[Excerpts from a point labeling dataset]

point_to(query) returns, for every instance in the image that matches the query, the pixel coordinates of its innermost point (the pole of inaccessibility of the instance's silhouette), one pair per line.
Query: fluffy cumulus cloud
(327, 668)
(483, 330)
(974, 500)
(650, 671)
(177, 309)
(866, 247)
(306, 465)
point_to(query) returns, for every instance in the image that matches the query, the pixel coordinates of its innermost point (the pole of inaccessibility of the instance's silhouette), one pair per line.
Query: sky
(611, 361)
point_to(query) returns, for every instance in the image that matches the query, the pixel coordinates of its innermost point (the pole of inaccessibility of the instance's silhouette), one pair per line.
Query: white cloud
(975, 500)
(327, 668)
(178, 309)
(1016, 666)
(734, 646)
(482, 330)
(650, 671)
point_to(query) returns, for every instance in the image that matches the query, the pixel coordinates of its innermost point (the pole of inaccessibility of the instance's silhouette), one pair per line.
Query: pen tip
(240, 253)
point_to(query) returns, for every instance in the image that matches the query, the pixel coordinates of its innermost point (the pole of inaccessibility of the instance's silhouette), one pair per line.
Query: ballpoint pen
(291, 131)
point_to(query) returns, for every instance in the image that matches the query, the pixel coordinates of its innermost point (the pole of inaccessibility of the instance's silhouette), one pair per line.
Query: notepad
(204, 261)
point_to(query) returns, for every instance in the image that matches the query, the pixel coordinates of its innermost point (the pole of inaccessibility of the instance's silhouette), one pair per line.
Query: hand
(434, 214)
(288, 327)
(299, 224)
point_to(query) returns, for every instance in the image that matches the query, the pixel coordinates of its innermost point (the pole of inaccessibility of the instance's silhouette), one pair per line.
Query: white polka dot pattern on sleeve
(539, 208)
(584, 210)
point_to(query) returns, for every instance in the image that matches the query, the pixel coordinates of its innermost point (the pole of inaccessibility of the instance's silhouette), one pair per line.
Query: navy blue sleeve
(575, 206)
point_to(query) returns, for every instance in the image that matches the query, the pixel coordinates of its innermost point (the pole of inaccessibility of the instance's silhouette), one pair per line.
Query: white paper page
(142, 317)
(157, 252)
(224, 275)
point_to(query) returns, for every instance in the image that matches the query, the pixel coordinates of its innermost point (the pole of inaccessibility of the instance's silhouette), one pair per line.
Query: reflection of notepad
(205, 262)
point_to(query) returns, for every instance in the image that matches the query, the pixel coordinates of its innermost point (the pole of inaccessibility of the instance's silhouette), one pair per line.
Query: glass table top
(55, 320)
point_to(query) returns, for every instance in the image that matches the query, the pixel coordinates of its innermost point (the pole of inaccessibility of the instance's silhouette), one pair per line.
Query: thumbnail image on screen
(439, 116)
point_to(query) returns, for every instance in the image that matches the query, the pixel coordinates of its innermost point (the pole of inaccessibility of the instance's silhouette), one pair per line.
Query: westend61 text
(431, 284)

* _Problem description_:
How many lines above contain the word "sleeve"? Reply with the number alone.

* _Exercise answer_:
2